Start of SOURCE EXTRACT
Unsupervised detection of ancestry tracks with the GHap r package
Abstract
- The identification of ancestry tracks is a powerful tool to assist the inference of evolutionary events in the genomes of animals and plants. However, algorithms for ancestry track detection typically require labelled reference population data. This dependency prevents the analysis of genomic data lacking prior information on genetic structure, and may produce classification bias when samples in the reference data are inadvertently admixed.
- We combined heuristics with K‐means clustering to deploy a method that can detect ancestry tracks without the provision of lineage labels for reference population data. The resulting algorithm uses phased genotypes to infer individual ancestry proportions and local ancestry. By piling up ancestry tracks across individuals, our method also allows for mapping loci with excess or deficit ancestry from specific lineages.
- Using both simulated and real genomic data, we found that the proposed method was accurate in inferring genetic structure, assigning chromosomal segments to lineages and estimating individual ancestry, especially in cases where ancestry tracks resulted from recent admixture of highly divergent lineages.
- The method is implemented as part of the v2 release of the GHap r package (available at https://cran.r‐project.org/package=GHap and https://bitbucket.org/marcomilanesi/ghap/src/master/).
1 INTRODUCTION
Inference of genetic structure and estimation of individual ancestry are among the most prevalent analyses in studies involving human, animal and plant genomes. Both are usually obtained from genome‐wide single‐nucleotide polymorphism (SNP) marker data, covering either the whole genome (global analysis) or specific chromosomal segments (local analysis). Whereas global analysis can be conducted without the provision of reference data (Alexander, Novembre, & Lange, 2009; Falush, Stephens, & Pritchard, 2003; Pritchard, Stephens, & Donnelly, 2000; Tang, Peng, Wang, & Risch, 2005), local analyses have been largely limited to scenarios where purebred individuals of known genetic lineages are available to train prediction models (Baran et al., 2012; Churchhouse & Marchini, 2013; Durand, Do, Mountain, & Macpherson, 2014; Guan, 2014; Haals, McCarty, & Payseur, 2013; Hellenthal et al., 2014; Price et al., 2009). The growing interest in the development of unsupervised methods for the prediction of local ancestry is motivated by the possibility of inferring bottlenecks, divergence, migrations and signatures of selection in populations with unknown genetic structure. Here, we combined heuristics with K‐means clustering (Hartigan & Wong, 1979) to deploy an algorithm that can simultaneously perform predictions of haplotype structure and ancestry without the supervision of labelled reference population data. The new method is designed to detect the distinct genetic lineages underlying observed haplotypes and classify chromosomal segments according to those lineages.
End of SOURCE EXTRACT
Start of PROVIDED INFORMATION
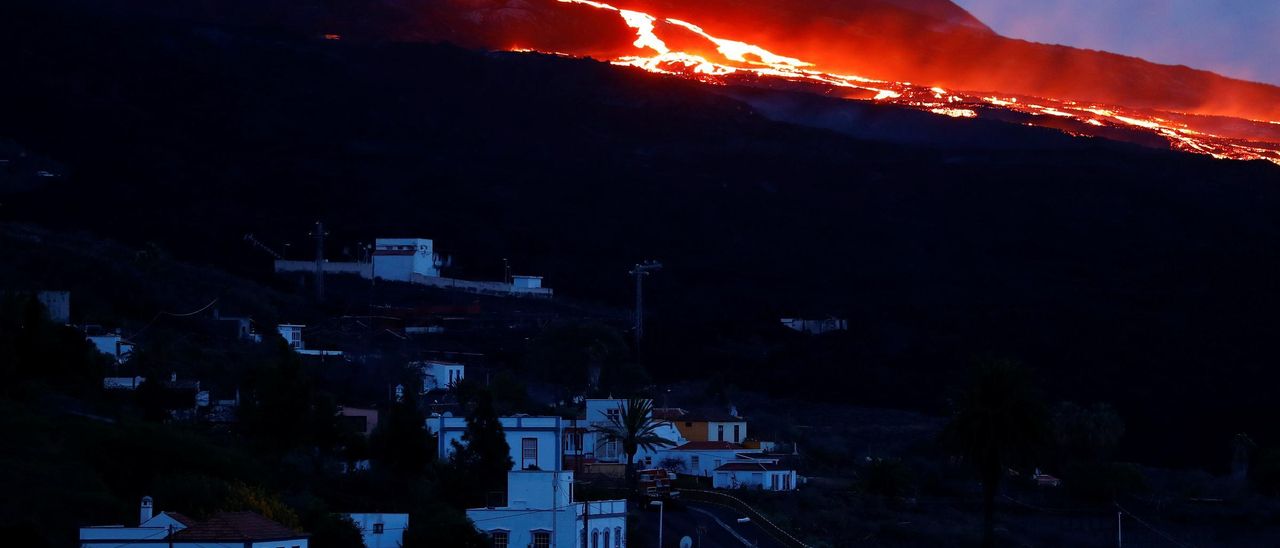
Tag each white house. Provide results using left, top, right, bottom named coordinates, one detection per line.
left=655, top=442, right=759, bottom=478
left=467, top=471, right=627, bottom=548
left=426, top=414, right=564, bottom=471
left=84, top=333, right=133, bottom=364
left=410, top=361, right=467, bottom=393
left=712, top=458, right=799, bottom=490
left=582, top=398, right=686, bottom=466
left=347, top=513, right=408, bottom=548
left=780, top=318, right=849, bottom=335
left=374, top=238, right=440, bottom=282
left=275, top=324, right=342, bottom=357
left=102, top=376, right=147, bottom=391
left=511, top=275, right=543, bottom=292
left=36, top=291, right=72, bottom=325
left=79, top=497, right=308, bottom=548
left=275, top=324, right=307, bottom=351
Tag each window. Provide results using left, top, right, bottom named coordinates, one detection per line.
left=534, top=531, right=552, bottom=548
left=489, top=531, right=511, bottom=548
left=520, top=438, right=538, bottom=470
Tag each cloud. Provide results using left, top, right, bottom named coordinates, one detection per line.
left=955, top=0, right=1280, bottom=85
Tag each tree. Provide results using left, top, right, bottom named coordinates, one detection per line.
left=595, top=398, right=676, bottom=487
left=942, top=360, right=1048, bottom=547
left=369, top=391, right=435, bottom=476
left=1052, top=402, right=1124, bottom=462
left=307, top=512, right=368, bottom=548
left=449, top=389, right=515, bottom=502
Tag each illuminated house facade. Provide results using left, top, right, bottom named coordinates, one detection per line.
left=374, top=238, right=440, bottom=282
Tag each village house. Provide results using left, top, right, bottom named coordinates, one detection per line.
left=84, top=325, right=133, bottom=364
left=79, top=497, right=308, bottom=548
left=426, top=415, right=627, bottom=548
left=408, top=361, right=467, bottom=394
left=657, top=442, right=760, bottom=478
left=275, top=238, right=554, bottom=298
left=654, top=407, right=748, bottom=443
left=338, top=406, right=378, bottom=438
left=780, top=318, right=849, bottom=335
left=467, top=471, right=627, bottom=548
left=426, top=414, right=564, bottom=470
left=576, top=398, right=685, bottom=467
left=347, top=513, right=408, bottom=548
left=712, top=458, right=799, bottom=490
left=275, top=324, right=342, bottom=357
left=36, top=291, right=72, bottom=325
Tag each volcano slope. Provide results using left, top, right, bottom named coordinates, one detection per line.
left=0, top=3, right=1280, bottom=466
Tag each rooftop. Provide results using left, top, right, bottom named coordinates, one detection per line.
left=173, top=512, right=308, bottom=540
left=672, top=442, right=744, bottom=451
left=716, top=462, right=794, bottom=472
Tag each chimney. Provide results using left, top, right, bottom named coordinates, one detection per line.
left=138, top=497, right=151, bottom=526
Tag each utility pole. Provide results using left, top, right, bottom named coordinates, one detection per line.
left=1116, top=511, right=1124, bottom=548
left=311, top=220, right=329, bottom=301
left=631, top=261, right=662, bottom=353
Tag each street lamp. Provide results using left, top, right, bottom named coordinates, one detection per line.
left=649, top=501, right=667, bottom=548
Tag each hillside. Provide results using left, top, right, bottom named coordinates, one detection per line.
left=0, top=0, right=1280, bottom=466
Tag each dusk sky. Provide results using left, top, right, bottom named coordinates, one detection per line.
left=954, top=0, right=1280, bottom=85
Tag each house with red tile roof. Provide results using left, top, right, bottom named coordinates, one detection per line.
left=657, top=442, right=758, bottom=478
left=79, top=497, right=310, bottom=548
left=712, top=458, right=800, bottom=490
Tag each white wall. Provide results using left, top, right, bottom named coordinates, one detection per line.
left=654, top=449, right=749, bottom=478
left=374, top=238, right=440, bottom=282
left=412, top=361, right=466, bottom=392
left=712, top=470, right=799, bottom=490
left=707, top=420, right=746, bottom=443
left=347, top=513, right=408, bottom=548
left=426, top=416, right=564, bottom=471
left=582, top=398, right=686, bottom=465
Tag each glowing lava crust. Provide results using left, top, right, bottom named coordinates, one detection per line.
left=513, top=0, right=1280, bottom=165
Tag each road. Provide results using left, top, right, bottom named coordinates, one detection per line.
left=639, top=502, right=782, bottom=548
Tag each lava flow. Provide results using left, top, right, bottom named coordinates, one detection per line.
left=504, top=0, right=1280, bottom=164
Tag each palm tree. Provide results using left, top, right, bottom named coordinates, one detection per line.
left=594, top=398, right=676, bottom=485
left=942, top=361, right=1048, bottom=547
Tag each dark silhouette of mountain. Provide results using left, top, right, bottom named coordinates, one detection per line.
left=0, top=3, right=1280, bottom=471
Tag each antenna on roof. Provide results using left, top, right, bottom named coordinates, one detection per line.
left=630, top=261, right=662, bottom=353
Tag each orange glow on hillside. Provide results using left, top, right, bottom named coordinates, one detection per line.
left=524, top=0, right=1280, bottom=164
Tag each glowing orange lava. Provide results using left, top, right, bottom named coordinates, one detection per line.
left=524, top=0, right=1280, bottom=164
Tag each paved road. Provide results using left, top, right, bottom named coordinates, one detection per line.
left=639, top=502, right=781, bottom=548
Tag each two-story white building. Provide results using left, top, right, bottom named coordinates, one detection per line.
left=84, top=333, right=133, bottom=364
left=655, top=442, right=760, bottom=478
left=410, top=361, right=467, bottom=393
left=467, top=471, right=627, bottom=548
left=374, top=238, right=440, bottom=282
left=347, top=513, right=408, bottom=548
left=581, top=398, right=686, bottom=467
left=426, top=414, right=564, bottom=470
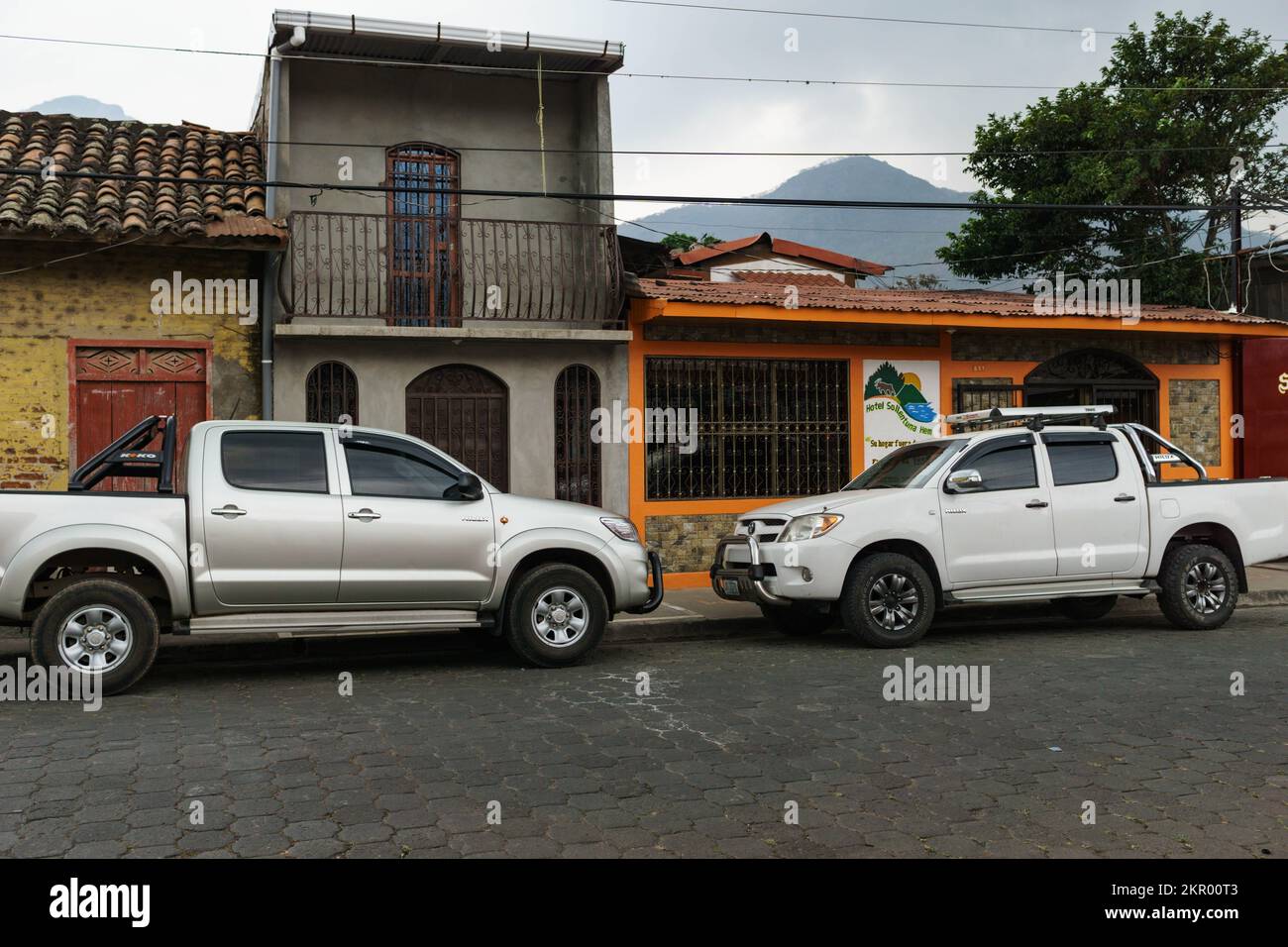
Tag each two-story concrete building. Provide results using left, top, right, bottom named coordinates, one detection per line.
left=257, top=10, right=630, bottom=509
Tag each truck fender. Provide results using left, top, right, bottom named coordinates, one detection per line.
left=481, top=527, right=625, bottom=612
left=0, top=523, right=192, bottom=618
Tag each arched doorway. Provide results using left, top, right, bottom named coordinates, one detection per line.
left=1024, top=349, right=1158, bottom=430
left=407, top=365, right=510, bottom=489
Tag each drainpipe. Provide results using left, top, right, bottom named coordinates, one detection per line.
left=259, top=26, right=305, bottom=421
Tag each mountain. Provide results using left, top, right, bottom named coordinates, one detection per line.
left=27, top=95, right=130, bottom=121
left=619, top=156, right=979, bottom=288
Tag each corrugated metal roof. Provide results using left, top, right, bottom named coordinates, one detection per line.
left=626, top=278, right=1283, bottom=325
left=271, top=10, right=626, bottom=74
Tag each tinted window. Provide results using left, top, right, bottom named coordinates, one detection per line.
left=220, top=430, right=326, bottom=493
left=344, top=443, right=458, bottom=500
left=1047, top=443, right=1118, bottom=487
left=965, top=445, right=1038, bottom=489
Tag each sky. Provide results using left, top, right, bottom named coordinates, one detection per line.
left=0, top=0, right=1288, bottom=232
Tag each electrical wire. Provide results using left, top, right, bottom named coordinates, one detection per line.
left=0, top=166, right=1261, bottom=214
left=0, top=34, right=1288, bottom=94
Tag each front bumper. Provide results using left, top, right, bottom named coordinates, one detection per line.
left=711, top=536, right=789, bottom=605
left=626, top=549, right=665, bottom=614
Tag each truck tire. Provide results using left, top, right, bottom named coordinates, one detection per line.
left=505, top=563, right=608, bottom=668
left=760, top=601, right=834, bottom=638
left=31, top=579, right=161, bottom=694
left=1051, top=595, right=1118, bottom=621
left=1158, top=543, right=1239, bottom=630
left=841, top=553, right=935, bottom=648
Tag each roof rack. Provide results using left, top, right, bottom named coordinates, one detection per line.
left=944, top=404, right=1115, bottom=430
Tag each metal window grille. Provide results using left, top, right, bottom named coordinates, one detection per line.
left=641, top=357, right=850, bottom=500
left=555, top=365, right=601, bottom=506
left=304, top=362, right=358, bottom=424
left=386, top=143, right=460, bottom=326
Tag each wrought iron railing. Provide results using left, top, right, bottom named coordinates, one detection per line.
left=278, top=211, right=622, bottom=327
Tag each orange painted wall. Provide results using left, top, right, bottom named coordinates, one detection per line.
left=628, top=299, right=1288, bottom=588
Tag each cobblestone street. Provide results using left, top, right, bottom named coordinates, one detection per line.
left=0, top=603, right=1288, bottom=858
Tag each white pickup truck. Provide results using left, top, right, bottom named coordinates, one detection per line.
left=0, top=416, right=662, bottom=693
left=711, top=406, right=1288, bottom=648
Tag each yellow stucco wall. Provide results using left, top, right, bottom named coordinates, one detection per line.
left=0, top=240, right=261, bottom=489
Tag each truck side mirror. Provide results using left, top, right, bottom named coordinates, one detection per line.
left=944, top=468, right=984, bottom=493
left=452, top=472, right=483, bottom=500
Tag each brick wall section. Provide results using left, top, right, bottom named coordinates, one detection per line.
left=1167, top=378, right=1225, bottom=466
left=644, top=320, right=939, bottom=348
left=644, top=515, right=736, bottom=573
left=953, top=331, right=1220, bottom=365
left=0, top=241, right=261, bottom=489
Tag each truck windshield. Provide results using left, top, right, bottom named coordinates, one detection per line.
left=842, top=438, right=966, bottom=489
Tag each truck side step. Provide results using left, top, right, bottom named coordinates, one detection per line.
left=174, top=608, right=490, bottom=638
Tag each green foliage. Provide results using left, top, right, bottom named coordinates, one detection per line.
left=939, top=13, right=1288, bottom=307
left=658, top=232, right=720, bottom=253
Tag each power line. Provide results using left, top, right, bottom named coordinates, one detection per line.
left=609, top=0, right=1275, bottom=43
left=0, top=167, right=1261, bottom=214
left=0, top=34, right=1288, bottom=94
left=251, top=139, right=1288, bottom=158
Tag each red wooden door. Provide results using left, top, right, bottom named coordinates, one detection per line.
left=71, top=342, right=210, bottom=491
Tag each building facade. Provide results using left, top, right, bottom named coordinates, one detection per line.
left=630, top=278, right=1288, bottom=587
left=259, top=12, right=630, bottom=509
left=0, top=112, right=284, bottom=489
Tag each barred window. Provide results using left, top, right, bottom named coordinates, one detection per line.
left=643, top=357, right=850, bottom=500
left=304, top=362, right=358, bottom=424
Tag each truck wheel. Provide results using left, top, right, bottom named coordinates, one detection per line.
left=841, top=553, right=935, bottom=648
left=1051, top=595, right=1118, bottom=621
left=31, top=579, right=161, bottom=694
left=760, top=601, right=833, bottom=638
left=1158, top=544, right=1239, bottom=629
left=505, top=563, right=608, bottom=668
End of PROVIDED INFORMATION
**CHECK YOUR UNDERSTANDING**:
A) According to the GHap passage, why is reliance on labelled reference population data a drawback for detecting ancestry tracks? Answer in one to three sentences.
B) Repeat the GHap passage word for word, everything from "- We combined" down to "highly divergent lineages.".
The items are separate material, apart from the GHap passage.

**TASK-BY-TASK ANSWERS**:
A) It prevents the analysis of genomic data that lack prior information on genetic structure. It may also produce classification bias when samples in the reference data are inadvertently admixed.

B)
- We combined heuristics with K‐means clustering to deploy a method that can detect ancestry tracks without the provision of lineage labels for reference population data. The resulting algorithm uses phased genotypes to infer individual ancestry proportions and local ancestry. By piling up ancestry tracks across individuals, our method also allows for mapping loci with excess or deficit ancestry from specific lineages.
- Using both simulated and real genomic data, we found that the proposed method was accurate in inferring genetic structure, assigning chromosomal segments to lineages and estimating individual ancestry, especially in cases where ancestry tracks resulted from recent admixture of highly divergent lineages.